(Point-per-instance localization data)

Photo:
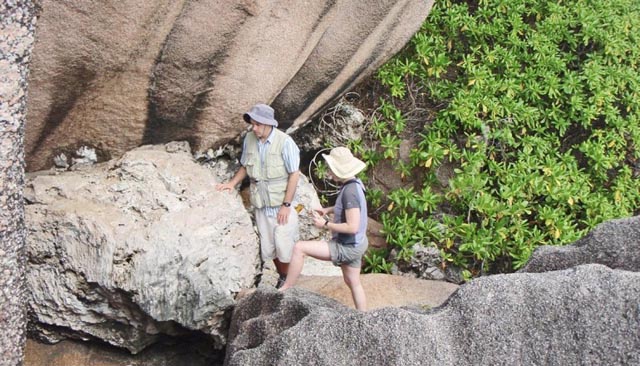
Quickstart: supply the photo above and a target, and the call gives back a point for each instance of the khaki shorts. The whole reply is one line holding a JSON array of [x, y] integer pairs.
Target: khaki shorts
[[347, 254], [276, 241]]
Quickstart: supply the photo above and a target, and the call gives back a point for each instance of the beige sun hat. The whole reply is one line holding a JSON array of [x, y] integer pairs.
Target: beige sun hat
[[342, 163]]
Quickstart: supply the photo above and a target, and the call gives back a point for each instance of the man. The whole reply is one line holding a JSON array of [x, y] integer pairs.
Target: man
[[271, 159]]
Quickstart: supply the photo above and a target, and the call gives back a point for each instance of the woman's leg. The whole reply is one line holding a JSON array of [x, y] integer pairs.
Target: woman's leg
[[351, 277], [315, 249]]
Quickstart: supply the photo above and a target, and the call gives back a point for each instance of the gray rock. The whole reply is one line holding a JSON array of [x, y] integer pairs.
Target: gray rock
[[587, 315], [128, 250], [614, 243], [122, 73]]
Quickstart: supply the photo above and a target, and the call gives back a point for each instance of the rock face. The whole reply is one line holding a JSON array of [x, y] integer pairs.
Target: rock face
[[17, 31], [615, 243], [586, 314], [135, 248], [119, 73], [553, 318]]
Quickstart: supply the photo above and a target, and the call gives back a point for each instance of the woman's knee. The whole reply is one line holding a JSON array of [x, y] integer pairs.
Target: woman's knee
[[298, 249]]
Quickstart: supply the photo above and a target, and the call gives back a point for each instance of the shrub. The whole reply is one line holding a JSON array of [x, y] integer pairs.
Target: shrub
[[537, 106]]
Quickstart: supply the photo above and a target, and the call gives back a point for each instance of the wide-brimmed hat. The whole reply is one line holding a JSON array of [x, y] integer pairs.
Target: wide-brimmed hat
[[342, 163], [261, 113]]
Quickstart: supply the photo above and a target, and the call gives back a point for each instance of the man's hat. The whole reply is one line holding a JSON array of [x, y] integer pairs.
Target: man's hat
[[261, 113]]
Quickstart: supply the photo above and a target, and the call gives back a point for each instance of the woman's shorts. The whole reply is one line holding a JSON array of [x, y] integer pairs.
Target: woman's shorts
[[347, 254]]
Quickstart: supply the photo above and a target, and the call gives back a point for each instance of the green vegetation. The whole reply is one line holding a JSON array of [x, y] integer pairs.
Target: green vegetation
[[536, 108]]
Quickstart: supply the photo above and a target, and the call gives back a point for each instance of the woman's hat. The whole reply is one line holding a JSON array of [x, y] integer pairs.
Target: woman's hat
[[342, 163], [261, 113]]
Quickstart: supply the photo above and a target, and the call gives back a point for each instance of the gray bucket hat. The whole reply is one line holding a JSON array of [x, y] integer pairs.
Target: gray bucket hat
[[261, 113]]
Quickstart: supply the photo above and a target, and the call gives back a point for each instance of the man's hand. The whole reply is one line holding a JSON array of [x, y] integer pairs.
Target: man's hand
[[283, 215], [225, 186]]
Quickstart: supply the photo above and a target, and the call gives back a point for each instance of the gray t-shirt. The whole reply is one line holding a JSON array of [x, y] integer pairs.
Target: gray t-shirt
[[351, 196]]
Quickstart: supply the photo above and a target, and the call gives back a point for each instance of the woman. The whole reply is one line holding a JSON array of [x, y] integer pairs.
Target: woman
[[349, 227]]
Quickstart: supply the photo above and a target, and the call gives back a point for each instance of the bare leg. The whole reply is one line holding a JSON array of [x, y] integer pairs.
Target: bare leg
[[315, 249], [351, 277], [282, 268]]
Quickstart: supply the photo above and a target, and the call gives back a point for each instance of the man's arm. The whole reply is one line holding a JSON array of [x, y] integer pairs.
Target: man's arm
[[292, 184], [237, 179]]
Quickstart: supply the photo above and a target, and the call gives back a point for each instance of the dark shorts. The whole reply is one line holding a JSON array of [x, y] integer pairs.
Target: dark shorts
[[347, 254]]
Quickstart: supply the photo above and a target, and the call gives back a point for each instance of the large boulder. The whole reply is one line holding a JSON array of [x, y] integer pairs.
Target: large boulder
[[585, 315], [615, 244], [136, 248], [119, 73]]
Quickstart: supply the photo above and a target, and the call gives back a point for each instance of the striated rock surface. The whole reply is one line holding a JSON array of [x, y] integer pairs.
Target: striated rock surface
[[136, 248], [117, 74], [585, 315]]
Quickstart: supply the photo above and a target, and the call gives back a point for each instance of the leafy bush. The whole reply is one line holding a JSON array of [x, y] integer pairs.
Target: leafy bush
[[537, 108]]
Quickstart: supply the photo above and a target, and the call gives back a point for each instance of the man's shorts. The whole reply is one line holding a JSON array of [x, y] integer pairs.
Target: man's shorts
[[276, 241], [347, 254]]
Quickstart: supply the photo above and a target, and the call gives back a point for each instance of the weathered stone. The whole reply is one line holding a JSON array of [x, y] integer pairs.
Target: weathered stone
[[135, 248], [17, 29], [122, 73], [553, 318], [614, 243]]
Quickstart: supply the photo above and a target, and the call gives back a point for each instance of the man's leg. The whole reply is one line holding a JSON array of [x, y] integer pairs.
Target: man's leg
[[285, 237], [315, 249], [351, 277]]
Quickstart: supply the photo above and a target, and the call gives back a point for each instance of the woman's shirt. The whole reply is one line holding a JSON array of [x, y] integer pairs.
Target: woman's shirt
[[351, 196]]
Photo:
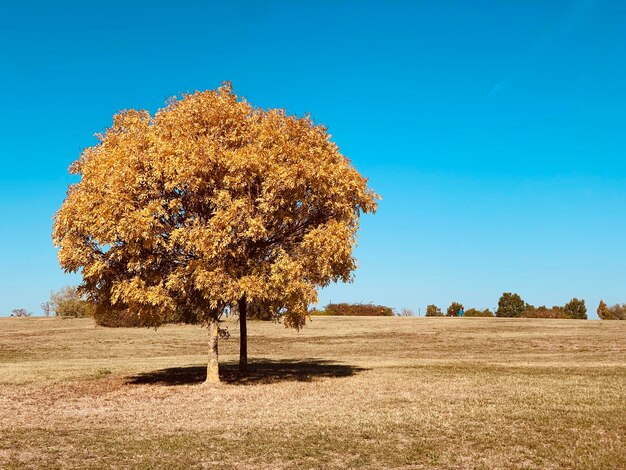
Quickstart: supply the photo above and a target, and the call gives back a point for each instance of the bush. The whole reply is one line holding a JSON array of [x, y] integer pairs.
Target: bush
[[20, 312], [433, 311], [616, 312], [454, 309], [70, 302], [406, 312], [472, 312], [544, 312], [510, 305], [358, 309], [576, 309]]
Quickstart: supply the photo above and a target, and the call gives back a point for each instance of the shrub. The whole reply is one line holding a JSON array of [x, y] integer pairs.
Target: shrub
[[358, 309], [454, 309], [20, 312], [70, 302], [433, 311], [544, 312], [510, 305], [576, 309], [472, 312], [616, 312]]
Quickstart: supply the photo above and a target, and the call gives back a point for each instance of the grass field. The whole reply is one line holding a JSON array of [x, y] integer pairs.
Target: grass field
[[468, 393]]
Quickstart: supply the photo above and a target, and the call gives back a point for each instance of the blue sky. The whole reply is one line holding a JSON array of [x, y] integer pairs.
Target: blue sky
[[495, 131]]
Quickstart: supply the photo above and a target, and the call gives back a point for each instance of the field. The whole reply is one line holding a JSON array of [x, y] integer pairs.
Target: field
[[451, 393]]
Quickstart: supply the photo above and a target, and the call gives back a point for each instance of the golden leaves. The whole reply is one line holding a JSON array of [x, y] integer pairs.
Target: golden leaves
[[209, 200]]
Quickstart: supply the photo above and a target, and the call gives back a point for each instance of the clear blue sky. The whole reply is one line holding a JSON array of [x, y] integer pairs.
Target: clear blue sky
[[495, 131]]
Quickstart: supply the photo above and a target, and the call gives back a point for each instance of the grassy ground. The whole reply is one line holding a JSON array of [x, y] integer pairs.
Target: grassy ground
[[449, 393]]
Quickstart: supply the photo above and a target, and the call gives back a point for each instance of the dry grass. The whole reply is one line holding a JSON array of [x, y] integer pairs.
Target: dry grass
[[450, 393]]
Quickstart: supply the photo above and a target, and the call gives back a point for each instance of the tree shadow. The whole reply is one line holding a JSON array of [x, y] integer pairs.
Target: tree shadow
[[260, 371]]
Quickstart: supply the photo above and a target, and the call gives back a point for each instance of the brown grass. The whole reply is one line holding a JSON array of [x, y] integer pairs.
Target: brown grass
[[452, 393]]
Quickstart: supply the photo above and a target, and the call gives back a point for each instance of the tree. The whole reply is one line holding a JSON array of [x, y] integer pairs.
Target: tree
[[510, 305], [433, 311], [207, 204], [69, 302], [20, 312], [576, 308], [454, 309]]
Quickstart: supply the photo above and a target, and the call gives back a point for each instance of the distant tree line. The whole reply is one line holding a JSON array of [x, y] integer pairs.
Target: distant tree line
[[356, 309], [511, 305]]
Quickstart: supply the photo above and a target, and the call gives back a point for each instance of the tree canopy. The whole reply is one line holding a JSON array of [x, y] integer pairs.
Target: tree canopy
[[209, 202]]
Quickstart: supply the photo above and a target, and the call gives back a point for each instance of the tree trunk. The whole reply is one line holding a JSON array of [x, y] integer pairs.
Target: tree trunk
[[213, 371], [243, 334]]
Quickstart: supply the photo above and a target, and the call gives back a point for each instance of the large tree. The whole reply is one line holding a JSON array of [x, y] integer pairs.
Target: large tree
[[211, 203]]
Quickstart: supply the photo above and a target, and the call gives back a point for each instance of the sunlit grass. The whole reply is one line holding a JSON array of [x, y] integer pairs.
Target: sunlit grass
[[344, 392]]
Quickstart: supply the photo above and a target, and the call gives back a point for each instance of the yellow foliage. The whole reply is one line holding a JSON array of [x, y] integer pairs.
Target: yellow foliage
[[207, 201]]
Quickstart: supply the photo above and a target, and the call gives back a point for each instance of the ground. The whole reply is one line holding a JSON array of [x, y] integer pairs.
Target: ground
[[345, 392]]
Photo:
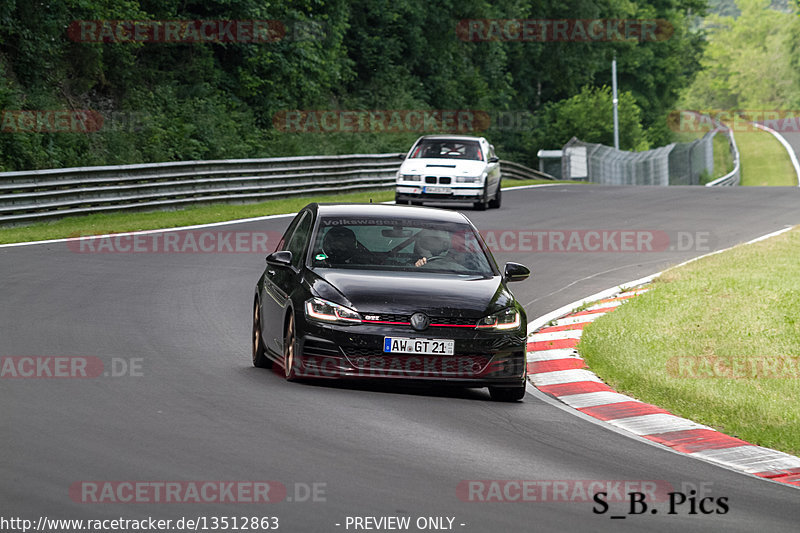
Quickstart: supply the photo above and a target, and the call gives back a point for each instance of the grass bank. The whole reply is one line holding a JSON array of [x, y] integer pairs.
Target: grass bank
[[764, 160], [716, 341], [202, 214]]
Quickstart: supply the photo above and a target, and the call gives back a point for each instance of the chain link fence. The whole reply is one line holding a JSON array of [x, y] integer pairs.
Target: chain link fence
[[689, 163]]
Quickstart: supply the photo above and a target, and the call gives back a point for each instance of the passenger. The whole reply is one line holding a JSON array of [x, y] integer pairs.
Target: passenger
[[430, 246], [341, 246]]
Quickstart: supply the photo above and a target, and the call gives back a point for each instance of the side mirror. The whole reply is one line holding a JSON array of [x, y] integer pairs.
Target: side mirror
[[516, 272], [282, 258]]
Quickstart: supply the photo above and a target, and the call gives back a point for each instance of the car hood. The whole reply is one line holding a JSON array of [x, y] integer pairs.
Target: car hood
[[411, 292], [442, 167]]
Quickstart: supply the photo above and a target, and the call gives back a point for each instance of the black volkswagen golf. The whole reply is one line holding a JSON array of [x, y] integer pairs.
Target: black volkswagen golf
[[379, 291]]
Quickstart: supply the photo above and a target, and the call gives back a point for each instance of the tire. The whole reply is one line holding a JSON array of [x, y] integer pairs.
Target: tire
[[507, 394], [260, 359], [289, 347], [498, 199]]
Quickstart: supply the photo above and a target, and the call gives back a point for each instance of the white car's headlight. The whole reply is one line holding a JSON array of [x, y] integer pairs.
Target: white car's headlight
[[325, 311], [505, 319]]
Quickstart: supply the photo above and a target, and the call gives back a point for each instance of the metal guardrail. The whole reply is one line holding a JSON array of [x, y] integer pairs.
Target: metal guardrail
[[733, 177], [46, 194]]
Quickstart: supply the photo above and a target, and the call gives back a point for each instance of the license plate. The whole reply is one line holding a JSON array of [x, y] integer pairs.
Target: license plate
[[418, 346]]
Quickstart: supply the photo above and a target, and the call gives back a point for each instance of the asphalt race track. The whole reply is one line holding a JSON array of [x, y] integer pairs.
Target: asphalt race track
[[197, 410]]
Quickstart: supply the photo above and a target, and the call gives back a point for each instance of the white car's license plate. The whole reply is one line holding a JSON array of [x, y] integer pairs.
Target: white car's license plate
[[418, 346]]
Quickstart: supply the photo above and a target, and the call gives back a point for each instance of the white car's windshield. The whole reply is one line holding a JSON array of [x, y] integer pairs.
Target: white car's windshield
[[402, 244], [448, 149]]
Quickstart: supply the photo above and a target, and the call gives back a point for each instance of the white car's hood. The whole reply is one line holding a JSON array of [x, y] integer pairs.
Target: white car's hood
[[442, 167]]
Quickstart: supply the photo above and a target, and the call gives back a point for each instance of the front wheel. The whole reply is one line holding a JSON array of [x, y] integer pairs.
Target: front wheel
[[289, 361], [507, 394], [495, 203]]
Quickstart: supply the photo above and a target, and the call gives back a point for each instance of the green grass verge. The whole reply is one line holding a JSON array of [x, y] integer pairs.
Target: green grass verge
[[764, 160], [677, 345], [723, 160], [122, 221]]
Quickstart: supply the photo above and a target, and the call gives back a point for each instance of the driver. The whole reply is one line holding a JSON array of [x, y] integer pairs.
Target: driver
[[430, 246], [340, 245]]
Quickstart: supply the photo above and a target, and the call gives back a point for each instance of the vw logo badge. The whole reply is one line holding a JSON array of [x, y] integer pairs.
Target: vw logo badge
[[420, 321]]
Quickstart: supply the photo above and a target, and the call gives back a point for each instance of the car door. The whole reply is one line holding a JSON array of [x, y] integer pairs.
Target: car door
[[279, 282], [493, 172]]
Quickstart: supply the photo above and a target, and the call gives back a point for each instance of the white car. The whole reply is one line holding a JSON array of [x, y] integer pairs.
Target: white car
[[450, 168]]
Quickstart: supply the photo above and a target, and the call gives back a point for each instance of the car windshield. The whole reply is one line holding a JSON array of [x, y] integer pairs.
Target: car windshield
[[448, 149], [401, 245]]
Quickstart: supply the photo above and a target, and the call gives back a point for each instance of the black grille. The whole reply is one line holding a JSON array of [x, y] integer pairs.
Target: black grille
[[445, 320], [465, 365], [453, 321]]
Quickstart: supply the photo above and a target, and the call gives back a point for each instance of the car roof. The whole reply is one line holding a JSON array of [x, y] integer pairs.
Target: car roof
[[452, 137], [390, 211]]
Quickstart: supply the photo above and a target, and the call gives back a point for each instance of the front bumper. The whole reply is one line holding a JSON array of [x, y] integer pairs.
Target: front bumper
[[457, 194], [480, 358]]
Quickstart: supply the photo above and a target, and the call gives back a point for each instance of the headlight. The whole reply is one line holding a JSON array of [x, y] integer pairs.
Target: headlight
[[319, 309], [505, 319]]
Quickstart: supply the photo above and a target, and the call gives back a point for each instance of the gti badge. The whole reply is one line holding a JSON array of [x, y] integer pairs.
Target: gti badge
[[420, 321]]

Exercise details =
Begin at the line that has "Target: beige sun hat" in the entries above; stop after the line that has "the woman's leg.". Transcribe exactly those lines and no others.

Answer area =
Target: beige sun hat
[[342, 163]]
Quickstart: supply the photo above and a target, and the call gives back a point for each instance of the man. The whole reply is one line holding a JSON array of [x, y] integer pairs.
Target: man
[[271, 159]]
Quickstart: supply the photo above and a target, and the call gives back a point for each instance of the woman's leg. The whole reply is one line holding a JSON array of [x, y] integer pairs.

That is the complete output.